● Problem to work on: Would you restate word for word the lines of the listing, beginning at the first and ending with the line that holds "Target: man's dark plaid shirt"?
*** Data records Section Begins ***
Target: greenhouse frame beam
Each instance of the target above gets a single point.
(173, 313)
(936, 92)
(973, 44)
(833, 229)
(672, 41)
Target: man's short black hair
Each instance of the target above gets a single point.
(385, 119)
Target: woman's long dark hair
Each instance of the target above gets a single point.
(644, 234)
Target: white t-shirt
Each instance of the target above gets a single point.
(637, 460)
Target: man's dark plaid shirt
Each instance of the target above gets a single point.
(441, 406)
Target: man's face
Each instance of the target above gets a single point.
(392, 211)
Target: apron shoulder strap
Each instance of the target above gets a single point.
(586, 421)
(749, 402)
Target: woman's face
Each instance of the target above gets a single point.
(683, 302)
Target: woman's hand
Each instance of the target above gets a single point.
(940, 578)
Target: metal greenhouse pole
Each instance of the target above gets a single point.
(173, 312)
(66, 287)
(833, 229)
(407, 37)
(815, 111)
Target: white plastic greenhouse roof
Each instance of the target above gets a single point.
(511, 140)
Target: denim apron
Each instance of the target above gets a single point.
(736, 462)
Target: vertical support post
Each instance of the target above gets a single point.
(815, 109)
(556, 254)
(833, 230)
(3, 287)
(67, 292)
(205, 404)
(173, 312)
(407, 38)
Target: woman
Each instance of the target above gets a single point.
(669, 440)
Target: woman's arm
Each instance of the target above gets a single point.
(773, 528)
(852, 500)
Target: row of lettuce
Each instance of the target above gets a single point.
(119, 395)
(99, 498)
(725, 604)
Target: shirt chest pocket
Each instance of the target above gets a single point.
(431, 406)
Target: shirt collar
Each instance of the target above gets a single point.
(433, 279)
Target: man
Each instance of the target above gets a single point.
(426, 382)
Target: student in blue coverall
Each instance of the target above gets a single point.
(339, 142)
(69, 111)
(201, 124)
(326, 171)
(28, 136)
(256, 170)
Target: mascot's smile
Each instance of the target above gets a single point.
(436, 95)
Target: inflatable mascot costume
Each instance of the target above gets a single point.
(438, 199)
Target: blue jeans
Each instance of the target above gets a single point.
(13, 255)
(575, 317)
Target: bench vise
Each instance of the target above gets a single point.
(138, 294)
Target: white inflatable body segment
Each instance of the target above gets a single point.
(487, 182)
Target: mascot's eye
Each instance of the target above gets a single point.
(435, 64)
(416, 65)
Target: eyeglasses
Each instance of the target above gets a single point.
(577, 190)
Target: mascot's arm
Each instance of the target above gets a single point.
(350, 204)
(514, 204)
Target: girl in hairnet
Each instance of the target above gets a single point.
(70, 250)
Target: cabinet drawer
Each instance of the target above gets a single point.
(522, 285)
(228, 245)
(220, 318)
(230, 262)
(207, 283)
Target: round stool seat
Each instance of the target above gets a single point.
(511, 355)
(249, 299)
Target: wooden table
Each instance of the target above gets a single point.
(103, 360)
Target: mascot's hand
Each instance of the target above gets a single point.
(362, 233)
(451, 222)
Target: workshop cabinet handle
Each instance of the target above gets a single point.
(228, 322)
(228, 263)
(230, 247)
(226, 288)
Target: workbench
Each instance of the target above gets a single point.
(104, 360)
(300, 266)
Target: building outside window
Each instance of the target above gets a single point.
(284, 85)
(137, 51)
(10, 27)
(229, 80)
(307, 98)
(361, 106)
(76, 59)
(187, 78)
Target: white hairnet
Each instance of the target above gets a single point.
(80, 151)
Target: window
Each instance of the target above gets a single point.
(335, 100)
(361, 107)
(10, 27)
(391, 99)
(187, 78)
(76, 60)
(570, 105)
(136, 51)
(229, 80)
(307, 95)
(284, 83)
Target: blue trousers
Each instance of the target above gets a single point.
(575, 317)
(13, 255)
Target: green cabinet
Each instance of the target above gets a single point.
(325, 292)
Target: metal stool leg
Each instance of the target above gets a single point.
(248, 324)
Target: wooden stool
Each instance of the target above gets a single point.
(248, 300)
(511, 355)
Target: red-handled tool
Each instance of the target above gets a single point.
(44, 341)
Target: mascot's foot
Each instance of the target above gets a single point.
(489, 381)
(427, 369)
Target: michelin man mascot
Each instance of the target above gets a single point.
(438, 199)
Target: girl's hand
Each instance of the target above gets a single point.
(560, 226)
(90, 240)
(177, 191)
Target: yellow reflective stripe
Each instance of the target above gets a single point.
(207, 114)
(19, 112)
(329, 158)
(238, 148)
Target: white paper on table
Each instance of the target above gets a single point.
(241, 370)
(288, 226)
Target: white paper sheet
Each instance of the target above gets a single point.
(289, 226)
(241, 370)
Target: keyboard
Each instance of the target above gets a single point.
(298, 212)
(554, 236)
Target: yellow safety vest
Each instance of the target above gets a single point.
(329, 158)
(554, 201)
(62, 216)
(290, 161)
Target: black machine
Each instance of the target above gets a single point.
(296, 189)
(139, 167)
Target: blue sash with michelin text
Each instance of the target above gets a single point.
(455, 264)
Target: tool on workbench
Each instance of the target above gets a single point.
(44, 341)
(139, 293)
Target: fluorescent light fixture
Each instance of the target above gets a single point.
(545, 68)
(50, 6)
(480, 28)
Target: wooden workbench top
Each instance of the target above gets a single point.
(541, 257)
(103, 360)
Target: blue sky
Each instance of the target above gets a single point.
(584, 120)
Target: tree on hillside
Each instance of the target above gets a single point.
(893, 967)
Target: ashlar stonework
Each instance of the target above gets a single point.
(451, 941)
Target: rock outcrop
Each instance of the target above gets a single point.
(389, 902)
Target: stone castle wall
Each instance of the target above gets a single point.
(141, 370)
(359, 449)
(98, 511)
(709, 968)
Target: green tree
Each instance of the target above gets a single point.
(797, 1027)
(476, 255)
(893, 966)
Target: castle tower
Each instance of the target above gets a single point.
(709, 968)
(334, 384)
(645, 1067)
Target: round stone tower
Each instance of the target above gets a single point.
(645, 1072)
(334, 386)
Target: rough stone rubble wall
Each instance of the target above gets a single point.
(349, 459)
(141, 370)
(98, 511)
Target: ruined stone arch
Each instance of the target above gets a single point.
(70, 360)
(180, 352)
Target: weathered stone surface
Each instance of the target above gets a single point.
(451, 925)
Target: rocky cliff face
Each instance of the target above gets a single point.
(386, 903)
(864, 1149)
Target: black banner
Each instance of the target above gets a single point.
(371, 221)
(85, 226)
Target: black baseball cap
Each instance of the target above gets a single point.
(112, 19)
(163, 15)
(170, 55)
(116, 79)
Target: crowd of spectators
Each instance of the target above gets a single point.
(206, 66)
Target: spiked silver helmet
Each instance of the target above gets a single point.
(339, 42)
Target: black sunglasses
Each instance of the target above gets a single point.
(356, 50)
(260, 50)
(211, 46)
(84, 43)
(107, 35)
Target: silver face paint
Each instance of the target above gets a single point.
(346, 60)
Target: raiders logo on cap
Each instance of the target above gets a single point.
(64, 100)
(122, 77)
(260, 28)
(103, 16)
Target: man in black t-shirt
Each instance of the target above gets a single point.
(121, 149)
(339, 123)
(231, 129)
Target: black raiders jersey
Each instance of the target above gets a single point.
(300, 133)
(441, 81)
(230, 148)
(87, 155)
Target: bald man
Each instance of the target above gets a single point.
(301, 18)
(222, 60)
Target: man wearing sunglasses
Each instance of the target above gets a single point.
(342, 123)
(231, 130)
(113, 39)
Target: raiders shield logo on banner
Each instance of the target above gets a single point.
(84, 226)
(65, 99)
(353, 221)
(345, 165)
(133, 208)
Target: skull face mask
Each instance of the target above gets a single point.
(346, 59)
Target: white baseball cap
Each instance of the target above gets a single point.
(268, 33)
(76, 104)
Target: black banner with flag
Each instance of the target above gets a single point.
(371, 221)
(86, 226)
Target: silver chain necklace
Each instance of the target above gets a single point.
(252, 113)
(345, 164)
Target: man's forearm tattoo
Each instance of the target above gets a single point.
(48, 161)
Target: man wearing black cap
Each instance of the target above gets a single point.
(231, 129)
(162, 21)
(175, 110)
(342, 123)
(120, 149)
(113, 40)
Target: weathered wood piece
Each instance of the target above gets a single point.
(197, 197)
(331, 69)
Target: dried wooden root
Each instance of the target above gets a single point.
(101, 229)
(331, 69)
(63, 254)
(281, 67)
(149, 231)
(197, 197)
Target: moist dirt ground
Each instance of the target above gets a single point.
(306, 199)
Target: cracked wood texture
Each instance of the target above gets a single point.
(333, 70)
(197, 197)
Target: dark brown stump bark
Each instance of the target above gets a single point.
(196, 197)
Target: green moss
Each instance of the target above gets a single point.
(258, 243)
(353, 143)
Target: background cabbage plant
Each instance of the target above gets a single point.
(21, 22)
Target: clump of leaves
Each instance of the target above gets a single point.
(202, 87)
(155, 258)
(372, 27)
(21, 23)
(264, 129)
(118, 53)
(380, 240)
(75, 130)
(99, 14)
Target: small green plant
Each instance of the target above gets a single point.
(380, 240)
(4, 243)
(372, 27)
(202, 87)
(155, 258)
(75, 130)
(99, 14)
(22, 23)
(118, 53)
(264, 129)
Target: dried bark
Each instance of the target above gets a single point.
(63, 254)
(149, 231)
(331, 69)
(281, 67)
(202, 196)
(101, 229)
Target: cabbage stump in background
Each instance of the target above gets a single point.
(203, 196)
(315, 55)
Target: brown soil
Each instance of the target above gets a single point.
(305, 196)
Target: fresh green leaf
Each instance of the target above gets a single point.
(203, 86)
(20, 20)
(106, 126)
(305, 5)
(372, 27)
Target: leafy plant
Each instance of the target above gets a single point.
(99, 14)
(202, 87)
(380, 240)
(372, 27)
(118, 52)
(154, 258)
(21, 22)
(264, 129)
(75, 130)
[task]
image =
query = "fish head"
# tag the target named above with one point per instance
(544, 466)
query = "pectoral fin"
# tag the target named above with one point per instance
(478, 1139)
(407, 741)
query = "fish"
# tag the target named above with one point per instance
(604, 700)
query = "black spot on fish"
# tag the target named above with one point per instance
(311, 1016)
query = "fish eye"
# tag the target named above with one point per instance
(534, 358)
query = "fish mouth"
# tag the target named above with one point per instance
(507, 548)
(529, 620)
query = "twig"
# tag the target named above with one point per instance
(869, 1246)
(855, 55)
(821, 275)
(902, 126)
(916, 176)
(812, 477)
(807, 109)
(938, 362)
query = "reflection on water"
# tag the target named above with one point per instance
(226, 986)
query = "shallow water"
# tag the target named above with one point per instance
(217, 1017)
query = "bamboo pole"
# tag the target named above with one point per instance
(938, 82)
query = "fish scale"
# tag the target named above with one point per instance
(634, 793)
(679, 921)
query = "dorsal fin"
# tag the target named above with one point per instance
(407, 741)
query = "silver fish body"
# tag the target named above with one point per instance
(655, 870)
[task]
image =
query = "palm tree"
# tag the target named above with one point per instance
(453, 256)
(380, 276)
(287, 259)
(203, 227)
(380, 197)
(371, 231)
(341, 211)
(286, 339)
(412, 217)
*** Data records Section Ends ***
● Reply:
Target: greenhouse frame beam
Each instance of the target above gets a single point.
(173, 313)
(936, 92)
(973, 44)
(833, 229)
(672, 41)
Target: man's short black hair
Each instance of the target above gets a single point.
(385, 119)
Target: woman's long dark hair
Each instance of the target above gets a single point.
(644, 234)
Target: white t-shirt
Each instance of the target above gets a single point.
(637, 460)
Target: man's dark plaid shirt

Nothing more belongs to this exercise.